__What is being asked__. The data below should be restated word for word, with every picture omitted.

__Data listing__.
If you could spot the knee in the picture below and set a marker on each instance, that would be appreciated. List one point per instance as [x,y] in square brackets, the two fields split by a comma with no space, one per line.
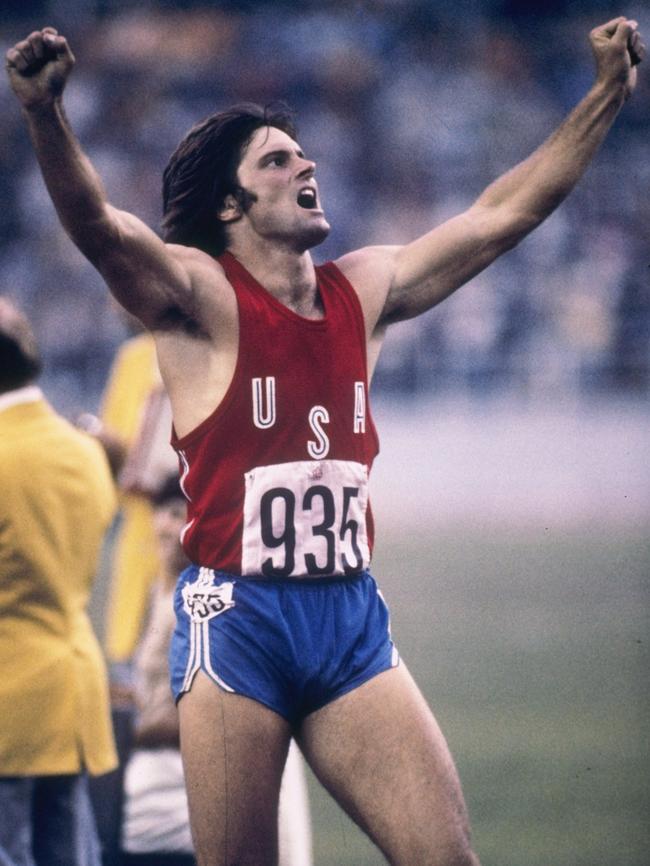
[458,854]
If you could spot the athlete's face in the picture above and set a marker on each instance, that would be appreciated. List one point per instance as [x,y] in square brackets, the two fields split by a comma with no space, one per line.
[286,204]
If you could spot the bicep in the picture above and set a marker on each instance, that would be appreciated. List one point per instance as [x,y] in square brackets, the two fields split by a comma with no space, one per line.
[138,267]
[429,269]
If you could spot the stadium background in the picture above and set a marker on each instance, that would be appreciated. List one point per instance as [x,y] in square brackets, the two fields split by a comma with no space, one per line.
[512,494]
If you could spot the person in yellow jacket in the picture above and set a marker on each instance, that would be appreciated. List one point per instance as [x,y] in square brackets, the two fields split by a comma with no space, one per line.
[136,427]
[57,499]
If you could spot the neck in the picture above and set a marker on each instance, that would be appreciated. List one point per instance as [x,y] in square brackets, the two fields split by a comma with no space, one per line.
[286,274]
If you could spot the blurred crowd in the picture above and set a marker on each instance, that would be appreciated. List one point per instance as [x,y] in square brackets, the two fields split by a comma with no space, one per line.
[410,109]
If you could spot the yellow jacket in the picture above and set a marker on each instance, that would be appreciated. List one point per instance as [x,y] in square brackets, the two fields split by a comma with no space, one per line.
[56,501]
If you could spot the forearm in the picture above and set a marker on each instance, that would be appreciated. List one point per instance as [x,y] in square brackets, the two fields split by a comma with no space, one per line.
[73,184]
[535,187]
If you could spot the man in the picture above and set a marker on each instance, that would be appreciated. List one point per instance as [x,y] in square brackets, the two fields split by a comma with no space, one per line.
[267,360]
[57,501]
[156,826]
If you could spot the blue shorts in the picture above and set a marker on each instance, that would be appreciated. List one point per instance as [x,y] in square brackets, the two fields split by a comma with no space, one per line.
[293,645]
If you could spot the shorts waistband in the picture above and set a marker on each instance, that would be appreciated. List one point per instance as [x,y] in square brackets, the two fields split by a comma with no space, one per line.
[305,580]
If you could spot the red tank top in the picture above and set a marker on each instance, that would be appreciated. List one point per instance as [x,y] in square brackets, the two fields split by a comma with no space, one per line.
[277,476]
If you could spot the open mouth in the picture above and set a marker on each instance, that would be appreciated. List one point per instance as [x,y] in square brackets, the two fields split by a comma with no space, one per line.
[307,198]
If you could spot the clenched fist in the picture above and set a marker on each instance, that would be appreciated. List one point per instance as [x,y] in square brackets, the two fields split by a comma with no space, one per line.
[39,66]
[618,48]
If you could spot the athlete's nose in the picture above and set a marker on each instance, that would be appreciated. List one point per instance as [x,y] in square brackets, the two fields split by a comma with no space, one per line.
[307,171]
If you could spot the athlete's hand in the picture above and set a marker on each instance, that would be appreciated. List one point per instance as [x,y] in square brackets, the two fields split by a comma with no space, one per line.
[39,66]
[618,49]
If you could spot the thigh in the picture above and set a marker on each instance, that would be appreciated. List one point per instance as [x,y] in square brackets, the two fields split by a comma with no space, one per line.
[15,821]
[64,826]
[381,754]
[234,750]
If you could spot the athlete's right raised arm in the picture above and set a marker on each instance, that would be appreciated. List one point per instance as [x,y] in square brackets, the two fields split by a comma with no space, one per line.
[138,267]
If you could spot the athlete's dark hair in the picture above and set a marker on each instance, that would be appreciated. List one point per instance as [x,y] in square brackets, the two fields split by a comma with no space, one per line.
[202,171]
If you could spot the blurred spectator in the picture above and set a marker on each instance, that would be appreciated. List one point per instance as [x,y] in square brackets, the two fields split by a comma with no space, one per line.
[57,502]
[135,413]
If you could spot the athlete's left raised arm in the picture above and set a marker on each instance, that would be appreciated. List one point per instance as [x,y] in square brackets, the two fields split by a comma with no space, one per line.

__Exercise answer__.
If you could spot the knee in the picture below and set a marker on each instance, that would be appreciated. List one point per instance as [x,y] in square brackets, the two fields split by a comma with no space, one per line.
[458,854]
If you could spot the athlete's face in the picture above and set a marker on each instance, that would be appreciated. List one point per instance as [x,y] in square brackets, the two fields split by a comma with no space, one per line.
[286,204]
If you could spot the bicep in the picture above and set a marker on each instance, that would be appreciated. List one point per instance as [x,y] in square brackets, the two fields split by a comma with no space, one per line.
[138,267]
[429,269]
If you could spot the stadium background in the picture above and set a marker on each instance, that would be appreciated. List one point per instance as [x,y] in square brackets, the two fields split by a comma with no space, one per line.
[512,494]
If you could spot the person in yellow jacket in the picture above and set a marker on each instance, that would be appreciated. List one point per instance as [x,y] in square brackets, the two fields split by a comma with no space, one per line.
[136,427]
[57,499]
If you could spot the neck in the picture above and set a marker on each instance, that would be appreciated. List one point per instance as [x,y] in square brackets, the two fields split by a comma with no space, one per line.
[286,274]
If you could spot the blurred crowd in the picture above and set a marker on each instance, that would be appreciated. List one point per instance as [x,y] in square brackets, the two fields split by a comma with no space, one per line.
[410,109]
If you could spot the yellow jacket in the picture above and set a marker on each instance, that would be appreciated. List one point per instance as [x,y] in square brackets, the two fields split by a comma with no space, one per line.
[56,501]
If you could spot the forearm in the picture above and set a marker on each instance, that would be appreciated. List one point per instance as [x,y] in square brackets, the two fields split by a comma with no space, one per line.
[73,184]
[535,187]
If you could spot the man in the picture above and set a marker on each instance, that would be appreciated. List one point per instance as [x,y] in square brackets, the two fields split by a comma with no space, one per line.
[267,360]
[57,501]
[156,826]
If you could spot the blue shorts in the picture above and set a marker on each instance, that would be appreciated. List one point per instance as [x,y] in square brackets, the two fields split by a comma with no space, one per line.
[293,645]
If you could spot the shorts waistband in the picture above and set a marker on each instance, that would be appreciated. List one point per instance as [x,y] in square brackets, the two fields split by a comma with no space, one per line.
[305,580]
If you could spot the red tank top in the picture above and set a marker on each instance, that would be appreciated. List one point per instance as [x,y] in square brackets, the two fields split by a comma with no space, one per line.
[277,476]
If you could spot the open mouth in the picture above and set a marker on each instance, that would be appreciated. List one point per instance as [x,y] in square brackets, the two fields split by a comma with no space, one per line.
[307,198]
If you could spot the clenched fist in the picture above and set a marker on each instance, that would be appreciated. List one point per instance as [x,y] in square brackets, the two fields split by a comma with no space, one per line.
[39,66]
[618,48]
If you could spot the athlete's nose in the picture above and set a marker on each instance, that would be appreciated. List one point per instance as [x,y] in square brackets, the two fields split by a comma with no space, one per line.
[307,171]
If you could spot the athlete's hand in the picture above and set a marker on each instance, that would be appreciated. List one point per instance as [x,y] in square brackets, the two fields split by a comma with no space, one per line.
[39,66]
[618,49]
If you could spot the thigh in the picture above and set a marker on each instance, that would be appreciated. List one point per instance as [x,y] in square brackets, the two fields split by a comma with no space, one per line.
[15,821]
[64,826]
[381,754]
[234,750]
If you could spot the athlete's right raised arm in the picture above and set a marker on each instance, that would be appreciated. List one point per instance as [x,y] in square brackets, the two fields split by a comma with no space, one per line.
[138,267]
If you could spot the athlete's dark hair in the picture above and set a marker on each instance, that would be appreciated. List one point per instance as [x,y] in square brackets, the two fields split by a comma with no space, one per line.
[202,171]
If you could spot the blurred spectator in the picture above and set a marker on each instance, that would be appreciated. List one point per instance as [x,y] in square brackets, the two fields split by a comma with no space, one per line.
[57,502]
[135,413]
If you could spot the athlete's left raised arm in the picture above and set a marker on each instance, that would be appreciated. List one point per instance as [x,y] in square brackets, the two fields split by a comma with no space, one per line.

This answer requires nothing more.